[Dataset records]

* * * *

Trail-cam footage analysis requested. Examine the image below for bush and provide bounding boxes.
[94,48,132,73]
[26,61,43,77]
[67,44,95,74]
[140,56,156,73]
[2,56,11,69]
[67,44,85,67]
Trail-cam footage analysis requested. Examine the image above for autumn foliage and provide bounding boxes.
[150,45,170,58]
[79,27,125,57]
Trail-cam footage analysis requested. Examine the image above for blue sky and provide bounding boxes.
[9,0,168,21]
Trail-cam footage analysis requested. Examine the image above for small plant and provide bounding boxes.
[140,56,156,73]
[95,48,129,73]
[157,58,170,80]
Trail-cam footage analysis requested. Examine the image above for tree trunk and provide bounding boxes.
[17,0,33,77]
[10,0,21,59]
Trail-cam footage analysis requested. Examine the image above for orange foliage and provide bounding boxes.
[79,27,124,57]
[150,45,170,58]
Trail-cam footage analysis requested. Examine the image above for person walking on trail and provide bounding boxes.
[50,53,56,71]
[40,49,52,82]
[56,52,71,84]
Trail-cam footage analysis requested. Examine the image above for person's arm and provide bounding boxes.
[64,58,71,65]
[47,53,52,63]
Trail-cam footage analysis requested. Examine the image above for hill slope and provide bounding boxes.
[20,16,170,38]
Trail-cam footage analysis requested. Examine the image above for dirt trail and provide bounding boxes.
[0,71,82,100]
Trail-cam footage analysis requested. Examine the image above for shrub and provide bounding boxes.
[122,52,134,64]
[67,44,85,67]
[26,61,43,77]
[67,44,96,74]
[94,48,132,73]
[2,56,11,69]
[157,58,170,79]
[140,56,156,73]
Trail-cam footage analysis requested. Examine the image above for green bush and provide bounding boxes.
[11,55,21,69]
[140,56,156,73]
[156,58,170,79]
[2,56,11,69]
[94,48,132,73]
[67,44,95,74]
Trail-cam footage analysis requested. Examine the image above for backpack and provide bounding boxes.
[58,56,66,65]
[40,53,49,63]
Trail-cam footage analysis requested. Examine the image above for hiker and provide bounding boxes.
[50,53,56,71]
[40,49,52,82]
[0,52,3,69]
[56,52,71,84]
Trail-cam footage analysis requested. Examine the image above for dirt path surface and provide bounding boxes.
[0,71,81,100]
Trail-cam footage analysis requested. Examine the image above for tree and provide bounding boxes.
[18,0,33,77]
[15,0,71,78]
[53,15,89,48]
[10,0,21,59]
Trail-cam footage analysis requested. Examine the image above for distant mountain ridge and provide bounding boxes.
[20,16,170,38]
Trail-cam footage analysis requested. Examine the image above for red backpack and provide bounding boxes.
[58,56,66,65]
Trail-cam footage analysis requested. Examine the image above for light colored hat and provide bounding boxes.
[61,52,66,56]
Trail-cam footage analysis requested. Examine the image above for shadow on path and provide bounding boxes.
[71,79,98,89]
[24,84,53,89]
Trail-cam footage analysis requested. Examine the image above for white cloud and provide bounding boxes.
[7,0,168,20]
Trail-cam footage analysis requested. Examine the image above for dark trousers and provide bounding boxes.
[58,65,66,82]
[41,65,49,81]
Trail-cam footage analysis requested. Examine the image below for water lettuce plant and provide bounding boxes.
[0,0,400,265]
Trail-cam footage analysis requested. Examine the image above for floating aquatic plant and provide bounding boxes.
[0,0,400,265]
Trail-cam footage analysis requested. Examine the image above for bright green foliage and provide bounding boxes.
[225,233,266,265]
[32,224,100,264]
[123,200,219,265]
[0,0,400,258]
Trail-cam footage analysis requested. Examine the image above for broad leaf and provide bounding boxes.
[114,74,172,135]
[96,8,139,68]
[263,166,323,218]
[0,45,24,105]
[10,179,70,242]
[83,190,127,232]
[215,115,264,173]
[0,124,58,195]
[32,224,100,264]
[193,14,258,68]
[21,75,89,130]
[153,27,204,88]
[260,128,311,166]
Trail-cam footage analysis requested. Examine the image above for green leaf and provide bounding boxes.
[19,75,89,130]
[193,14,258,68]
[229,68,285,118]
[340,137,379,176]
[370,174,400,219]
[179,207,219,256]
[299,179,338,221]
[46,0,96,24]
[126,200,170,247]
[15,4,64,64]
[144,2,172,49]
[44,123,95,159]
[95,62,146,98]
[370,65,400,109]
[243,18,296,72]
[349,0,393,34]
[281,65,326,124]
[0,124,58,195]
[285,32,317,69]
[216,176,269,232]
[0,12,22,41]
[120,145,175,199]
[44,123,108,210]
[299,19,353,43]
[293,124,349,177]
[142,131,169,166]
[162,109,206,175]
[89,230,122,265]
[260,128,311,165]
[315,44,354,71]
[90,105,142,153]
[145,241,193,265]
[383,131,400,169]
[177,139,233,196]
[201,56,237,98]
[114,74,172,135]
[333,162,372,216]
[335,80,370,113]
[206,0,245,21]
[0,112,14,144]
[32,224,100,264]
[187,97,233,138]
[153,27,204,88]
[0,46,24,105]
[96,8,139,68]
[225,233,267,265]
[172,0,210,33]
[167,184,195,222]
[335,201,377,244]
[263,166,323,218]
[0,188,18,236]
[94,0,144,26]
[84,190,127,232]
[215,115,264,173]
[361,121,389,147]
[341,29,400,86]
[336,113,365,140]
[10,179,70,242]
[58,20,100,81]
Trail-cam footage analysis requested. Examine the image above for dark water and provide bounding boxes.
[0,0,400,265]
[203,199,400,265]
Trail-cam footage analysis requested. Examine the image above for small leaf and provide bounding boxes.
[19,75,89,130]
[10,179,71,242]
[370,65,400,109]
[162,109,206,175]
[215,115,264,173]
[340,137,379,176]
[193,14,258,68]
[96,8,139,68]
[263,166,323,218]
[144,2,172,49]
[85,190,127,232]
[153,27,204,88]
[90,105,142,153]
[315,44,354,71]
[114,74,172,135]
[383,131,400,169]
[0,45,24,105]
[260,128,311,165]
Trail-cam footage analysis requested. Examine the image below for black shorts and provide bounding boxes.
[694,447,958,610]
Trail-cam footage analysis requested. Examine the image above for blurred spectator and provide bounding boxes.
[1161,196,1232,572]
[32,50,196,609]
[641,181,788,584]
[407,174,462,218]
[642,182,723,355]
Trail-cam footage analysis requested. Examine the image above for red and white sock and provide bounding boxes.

* * * *

▸ WHAT TO PRODUCE:
Turn every line of the rows above into a Markdown table with the columns "Line No." and "Entry", skipping blank lines.

▸ SOLUTION:
| Line No. | Entry |
|---|---|
| 1 | Trail-cam footage analysis requested. Examine the image below for bush and provide bounding boxes. |
| 2 | [94,48,132,73] |
| 3 | [26,61,43,77] |
| 4 | [67,44,95,74] |
| 5 | [140,56,156,73] |
| 6 | [2,56,11,69] |
| 7 | [67,44,85,67] |
| 8 | Trail-cam footage analysis requested. Examine the image above for autumn foliage and provide bounding boxes. |
| 9 | [150,45,170,58] |
| 10 | [79,27,125,57] |
| 11 | Trail-cam footage analysis requested. Examine the image above for blue sky and provide bounding boxes. |
| 12 | [9,0,168,21] |
| 13 | Trail-cam footage analysis requested. Examine the image above for small plant and provide bounding boxes. |
| 14 | [140,56,156,73] |
| 15 | [95,48,129,73] |
| 16 | [157,58,170,80] |
| 17 | Trail-cam footage analysis requested. Examine the image above for tree trunk and provide bounding boxes. |
| 18 | [17,0,33,77] |
| 19 | [10,0,21,59] |
| 20 | Trail-cam footage analysis requested. Examine the image above for orange foliage and provide bounding boxes. |
| 21 | [79,27,124,57] |
| 22 | [150,45,170,58] |
| 23 | Trail-cam footage analysis requested. Examine the image above for person walking on trail and provide bounding boxes. |
| 24 | [50,53,56,71] |
| 25 | [40,49,52,82] |
| 26 | [56,52,71,84] |
| 27 | Trail-cam footage analysis requested. Examine the image above for person's arm and provide bounding boxes. |
| 28 | [64,58,71,65] |
| 29 | [47,53,52,63] |
| 30 | Trail-cam footage analysis requested. Examine the image above for hill slope and provide bounding boxes. |
| 31 | [20,16,170,38] |
| 32 | Trail-cam footage analysis requested. Examine the image above for dirt trail and provide bounding boxes. |
| 33 | [0,71,82,100] |
| 34 | Trail-cam footage analysis requested. Examine the image above for shrub and provide bounding boxes. |
| 35 | [122,52,134,64] |
| 36 | [67,44,85,67] |
| 37 | [26,61,43,77] |
| 38 | [67,44,96,74] |
| 39 | [94,48,132,73] |
| 40 | [2,56,11,69] |
| 41 | [157,58,170,79] |
| 42 | [140,56,156,73] |
| 43 | Trail-cam footage analysis requested. Examine the image above for green bush and provide bounding boxes. |
| 44 | [11,55,21,69] |
| 45 | [140,56,156,73] |
| 46 | [156,58,170,79] |
| 47 | [2,56,11,69] |
| 48 | [94,48,132,73] |
| 49 | [67,44,95,74] |
| 50 | Trail-cam footage analysis requested. Examine the image above for backpack and provide bounding boxes. |
| 51 | [58,56,66,65] |
| 52 | [40,53,49,63] |
| 53 | Trail-cam footage analysis requested. Examine the image above for hiker and provide bounding boxes. |
| 54 | [50,53,56,71] |
| 55 | [40,49,52,82] |
| 56 | [0,52,3,69] |
| 57 | [56,52,71,84] |
| 58 | Trail-cam footage analysis requested. Examine the image above for dirt path surface and provide bounding boxes. |
| 59 | [0,71,81,100] |
| 60 | Trail-cam footage analysis requested. Examine the image above for tree and provide bounding boxes. |
| 61 | [18,0,33,77] |
| 62 | [15,0,71,78] |
| 63 | [53,15,89,48] |
| 64 | [10,0,21,59] |
| 65 | Trail-cam footage analysis requested. Examine the image above for distant mountain ridge and provide bounding boxes. |
| 66 | [20,16,170,38] |
| 67 | Trail-cam footage analysis requested. Examine the image above for red backpack and provide bounding boxes. |
| 68 | [58,56,66,65] |
| 69 | Trail-cam footage analysis requested. Examine the image above for light colored hat and provide bounding boxes. |
| 70 | [61,52,66,56] |
| 71 | Trail-cam footage analysis requested. Examine the image above for shadow on path and provide bounding boxes. |
| 72 | [71,79,98,89] |
| 73 | [24,84,53,89] |
| 74 | Trail-cam footage analysis requested. Examine the image above for white cloud and provide bounding boxes. |
| 75 | [7,0,168,20] |
| 76 | Trail-cam footage analysis requested. Examine the image above for dark trousers and provide bounding boxes. |
| 77 | [58,65,66,82] |
| 78 | [41,65,49,81] |
| 79 | Trail-cam footage analysis requested. Examine the image below for water lettuce plant and provide bounding boxes. |
| 80 | [0,0,400,265] |
| 81 | Trail-cam footage analysis requested. Examine the image above for floating aquatic plant and provide bounding boxes. |
| 82 | [0,0,400,265] |
| 83 | Trail-cam footage analysis requested. Examine the image above for bright green foliage and provide bounding boxes. |
| 84 | [225,233,266,265] |
| 85 | [32,224,100,264] |
| 86 | [123,200,219,265] |
| 87 | [0,0,400,258] |
| 88 | Trail-cam footage analysis requested. Examine the image above for broad leaf and provide bounding boxes. |
| 89 | [114,74,172,135] |
| 90 | [96,8,139,68] |
| 91 | [263,166,323,218] |
| 92 | [0,45,24,105] |
| 93 | [10,179,70,242] |
| 94 | [83,190,127,232] |
| 95 | [215,115,264,173] |
| 96 | [0,124,58,195] |
| 97 | [32,224,100,264] |
| 98 | [193,14,258,68] |
| 99 | [21,75,89,130] |
| 100 | [153,27,204,88] |
| 101 | [260,128,311,166] |
| 102 | Trail-cam footage analysis requested. Examine the image above for green leaf and provide bounding boxes. |
| 103 | [19,75,89,130] |
| 104 | [193,14,258,68] |
| 105 | [229,68,285,118] |
| 106 | [340,137,379,176] |
| 107 | [370,174,400,219] |
| 108 | [179,207,219,256] |
| 109 | [299,179,338,221] |
| 110 | [46,0,96,24] |
| 111 | [126,200,170,247] |
| 112 | [15,4,64,64] |
| 113 | [144,2,172,49] |
| 114 | [44,123,95,159] |
| 115 | [95,62,146,98] |
| 116 | [370,65,400,109] |
| 117 | [243,18,296,72] |
| 118 | [349,0,393,34] |
| 119 | [281,65,326,124] |
| 120 | [0,124,58,195] |
| 121 | [285,32,317,69] |
| 122 | [216,176,269,232] |
| 123 | [0,12,22,41] |
| 124 | [120,145,175,199] |
| 125 | [44,123,108,210] |
| 126 | [299,19,353,43] |
| 127 | [293,124,349,177] |
| 128 | [142,131,169,166] |
| 129 | [162,109,206,175] |
| 130 | [89,230,122,265] |
| 131 | [260,128,311,165] |
| 132 | [315,44,354,71] |
| 133 | [90,105,142,153] |
| 134 | [145,241,193,265] |
| 135 | [383,131,400,169] |
| 136 | [177,139,233,196] |
| 137 | [201,56,237,98] |
| 138 | [114,74,172,135] |
| 139 | [333,162,372,216] |
| 140 | [335,80,370,113] |
| 141 | [206,0,245,21] |
| 142 | [0,112,14,144] |
| 143 | [32,224,100,264] |
| 144 | [187,97,233,138] |
| 145 | [153,27,204,88] |
| 146 | [0,46,24,105] |
| 147 | [96,8,139,68] |
| 148 | [225,233,267,265] |
| 149 | [172,0,210,33] |
| 150 | [167,184,195,222] |
| 151 | [335,201,377,244] |
| 152 | [263,166,323,218] |
| 153 | [0,188,18,236] |
| 154 | [94,0,144,26] |
| 155 | [84,190,127,232] |
| 156 | [215,115,264,173] |
| 157 | [361,121,389,147] |
| 158 | [341,29,400,86] |
| 159 | [336,113,365,140] |
| 160 | [10,179,70,242] |
| 161 | [58,20,100,81] |
| 162 | Trail-cam footage analysis requested. Examine the image above for dark water and provide bounding boxes. |
| 163 | [0,0,400,265] |
| 164 | [203,199,400,265] |
| 165 | Trail-cam footage analysis requested. Examine the image above for small leaf and provide bounding boxes. |
| 166 | [19,75,89,130] |
| 167 | [10,179,71,242] |
| 168 | [370,65,400,109] |
| 169 | [162,109,206,175] |
| 170 | [215,115,264,173] |
| 171 | [340,137,379,176] |
| 172 | [193,14,258,68] |
| 173 | [96,8,139,68] |
| 174 | [263,166,323,218] |
| 175 | [144,2,172,49] |
| 176 | [85,190,127,232] |
| 177 | [153,27,204,88] |
| 178 | [90,105,142,153] |
| 179 | [315,44,354,71] |
| 180 | [114,74,172,135] |
| 181 | [383,131,400,169] |
| 182 | [0,45,24,105] |
| 183 | [260,128,311,165] |
| 184 | Trail-cam footage analysis requested. Examine the image below for black shorts and provide bounding boxes. |
| 185 | [694,447,958,610] |
| 186 | Trail-cam footage analysis requested. Examine the image above for blurred spectator and provide bounding boxes. |
| 187 | [1161,196,1232,572] |
| 188 | [32,50,196,609] |
| 189 | [641,181,788,584] |
| 190 | [407,174,462,218] |
| 191 | [642,182,723,355] |
| 192 | Trail-cam footage analysis requested. Examine the image above for red and white sock and provide bounding boxes. |